§ **Task requirements**:
Below are records. Return each one exactly as written.

Saved entries:
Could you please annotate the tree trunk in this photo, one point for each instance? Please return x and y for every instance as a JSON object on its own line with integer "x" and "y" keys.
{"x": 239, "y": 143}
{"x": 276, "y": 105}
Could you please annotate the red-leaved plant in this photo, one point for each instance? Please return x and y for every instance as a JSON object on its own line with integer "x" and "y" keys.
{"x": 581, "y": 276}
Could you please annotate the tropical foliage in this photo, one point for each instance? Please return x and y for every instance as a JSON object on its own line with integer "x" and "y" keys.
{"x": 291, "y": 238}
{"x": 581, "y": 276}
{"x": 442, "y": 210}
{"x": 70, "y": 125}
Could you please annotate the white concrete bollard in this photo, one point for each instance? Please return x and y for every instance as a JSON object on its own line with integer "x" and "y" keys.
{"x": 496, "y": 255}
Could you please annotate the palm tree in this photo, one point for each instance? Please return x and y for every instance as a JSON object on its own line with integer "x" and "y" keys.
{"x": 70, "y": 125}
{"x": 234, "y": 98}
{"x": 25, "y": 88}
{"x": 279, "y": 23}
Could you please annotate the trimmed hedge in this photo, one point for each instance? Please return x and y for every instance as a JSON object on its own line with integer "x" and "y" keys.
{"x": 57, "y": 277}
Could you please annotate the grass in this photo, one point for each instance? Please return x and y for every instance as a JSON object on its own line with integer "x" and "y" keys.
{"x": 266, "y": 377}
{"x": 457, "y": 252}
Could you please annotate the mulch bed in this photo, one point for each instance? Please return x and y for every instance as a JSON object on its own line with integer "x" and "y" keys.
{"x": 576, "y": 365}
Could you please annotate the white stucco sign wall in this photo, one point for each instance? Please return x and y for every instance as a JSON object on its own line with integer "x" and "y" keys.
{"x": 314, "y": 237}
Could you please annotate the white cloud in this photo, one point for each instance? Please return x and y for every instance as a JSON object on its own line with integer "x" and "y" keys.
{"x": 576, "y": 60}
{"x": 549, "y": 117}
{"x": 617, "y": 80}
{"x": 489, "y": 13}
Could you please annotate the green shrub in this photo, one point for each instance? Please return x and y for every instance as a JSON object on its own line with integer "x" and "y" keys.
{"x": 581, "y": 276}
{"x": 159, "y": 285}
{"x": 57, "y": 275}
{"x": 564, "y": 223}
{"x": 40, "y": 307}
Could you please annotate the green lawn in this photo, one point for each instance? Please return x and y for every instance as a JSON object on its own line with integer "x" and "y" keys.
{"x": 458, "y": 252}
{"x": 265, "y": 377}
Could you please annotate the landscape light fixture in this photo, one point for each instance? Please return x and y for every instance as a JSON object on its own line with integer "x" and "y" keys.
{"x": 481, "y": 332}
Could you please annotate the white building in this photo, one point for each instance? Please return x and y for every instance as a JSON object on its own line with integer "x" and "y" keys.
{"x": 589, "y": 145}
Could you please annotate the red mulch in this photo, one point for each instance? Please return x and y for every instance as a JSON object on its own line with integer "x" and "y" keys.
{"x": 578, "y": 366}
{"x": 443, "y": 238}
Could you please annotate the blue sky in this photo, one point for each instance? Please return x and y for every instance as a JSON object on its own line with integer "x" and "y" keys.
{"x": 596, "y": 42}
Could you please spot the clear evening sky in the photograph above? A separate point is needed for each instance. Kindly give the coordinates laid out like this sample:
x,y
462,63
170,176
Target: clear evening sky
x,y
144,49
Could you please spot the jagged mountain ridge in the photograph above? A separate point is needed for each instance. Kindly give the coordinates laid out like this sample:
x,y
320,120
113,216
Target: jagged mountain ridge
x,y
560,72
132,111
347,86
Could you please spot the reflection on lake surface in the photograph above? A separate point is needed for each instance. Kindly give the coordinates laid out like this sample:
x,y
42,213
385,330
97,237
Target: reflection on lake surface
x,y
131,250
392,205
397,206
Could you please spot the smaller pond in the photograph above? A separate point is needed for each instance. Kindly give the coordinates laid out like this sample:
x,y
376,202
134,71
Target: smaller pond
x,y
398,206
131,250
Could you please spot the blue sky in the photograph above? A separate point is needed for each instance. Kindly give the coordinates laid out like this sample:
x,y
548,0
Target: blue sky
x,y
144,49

§ **Completed exercise**:
Could you please annotate the tree trunk in this photo, one point for each instance? Please return x and y for every instance as a JSON object on its own line with integer "x" and "y" keys.
{"x": 239, "y": 143}
{"x": 276, "y": 105}
Could you please annotate the red-leaved plant in this photo, one point for each instance? Please return x and y for every instance as a JSON object on its own line with integer "x" and "y" keys.
{"x": 581, "y": 276}
Could you please annotate the tropical foliage in this photo, one point for each instance? Please return x and y for every instance as a JSON object on its own line with integer "x" and "y" keys.
{"x": 291, "y": 238}
{"x": 581, "y": 276}
{"x": 442, "y": 210}
{"x": 70, "y": 125}
Could you please annotate the white concrete bollard in this photo, one point for each instance? Please return x and y for every instance as a JSON object on its own line with integer "x" and "y" keys.
{"x": 496, "y": 255}
Could you please annotate the palm tree in this photo, one point for each instance? Please return x and y for every instance as a JSON object on its own line with integer "x" and "y" keys.
{"x": 70, "y": 125}
{"x": 234, "y": 98}
{"x": 25, "y": 88}
{"x": 279, "y": 23}
Could you please annotate the trimmed hedge in this photo, one point for each instance? Please return x and y for every instance as a JSON object on its own line with integer "x" and "y" keys.
{"x": 57, "y": 277}
Could you please annotate the grass in this photo, one point for each instance? Please return x and y for every instance as a JSON object on its own line with integer "x" and "y" keys.
{"x": 266, "y": 377}
{"x": 457, "y": 252}
Could you please annotate the mulch bed in this photo, one point for each instance? Please return x and y for every instance as a JSON object on its own line with integer "x" and "y" keys.
{"x": 576, "y": 365}
Could you please annotate the white stucco sign wall in this photo, one point for each instance? Please return x and y for every instance as a JSON object on its own line with integer "x" and "y" keys.
{"x": 314, "y": 237}
Could you please annotate the white cloud in this photo, one point for each instance? Please return x and y for every instance as a JSON object on its own line with integer "x" and "y" keys.
{"x": 576, "y": 60}
{"x": 549, "y": 117}
{"x": 617, "y": 80}
{"x": 489, "y": 13}
Could you please annotate the green shrub in this photo, one point for each instance? Please return x and y for every instance as a JSON object on its own line with integer "x" and "y" keys.
{"x": 581, "y": 276}
{"x": 159, "y": 285}
{"x": 57, "y": 275}
{"x": 564, "y": 223}
{"x": 40, "y": 307}
Could you please annotate the green lawn in this photo, one point for each instance? Please return x and y for every instance as a JSON object on its own line with integer "x" and "y" keys.
{"x": 458, "y": 252}
{"x": 265, "y": 377}
Could you please annotate the landscape light fixture in this photo, one point for each instance? Please return x and y for every instance as a JSON object on its own line with integer "x" and "y" keys.
{"x": 481, "y": 332}
Could you please annotate the white building in this photo, one point for each instance? Please return x and y for every instance as a JSON object on its own line with integer "x" and "y" keys.
{"x": 589, "y": 145}
Could you please annotate the red mulch in this photo, one point for each instance? Please return x and y for every instance as a JSON object on its own line with integer "x" and "y" keys.
{"x": 578, "y": 366}
{"x": 443, "y": 238}
Could you please annotate the blue sky in this photo, one point for each instance? Please return x and y for every instance as a JSON object on its own line with integer "x" and "y" keys.
{"x": 596, "y": 42}
Could you please spot the clear evening sky in the photograph above? A separate point is needed for each instance. Kindly give the coordinates laid out like this sample:
x,y
462,63
170,176
Target: clear evening sky
x,y
144,49
Could you please spot the jagged mountain ridge in the photograph above? A separate point is needed for each instance. Kindly give the coordinates laid out like this sample:
x,y
320,120
113,216
Target: jagged mountain ridge
x,y
560,72
132,111
347,86
Could you please spot the reflection on lake surface in the photograph above? A separate point is needed for each instance. Kindly give the coordinates laid out like this sample:
x,y
42,213
385,330
97,237
Target: reflection on lake surface
x,y
131,250
392,205
397,206
Could you please spot the smaller pond in the photograph above? A separate point is needed for each instance. Kindly give the coordinates laid out like this sample:
x,y
376,202
134,71
Target: smaller pond
x,y
398,206
131,250
Could you please spot the blue sky in the photograph above? A separate point is needed for each instance. Kindly give the coordinates laid out like this sample:
x,y
548,0
Target: blue sky
x,y
144,49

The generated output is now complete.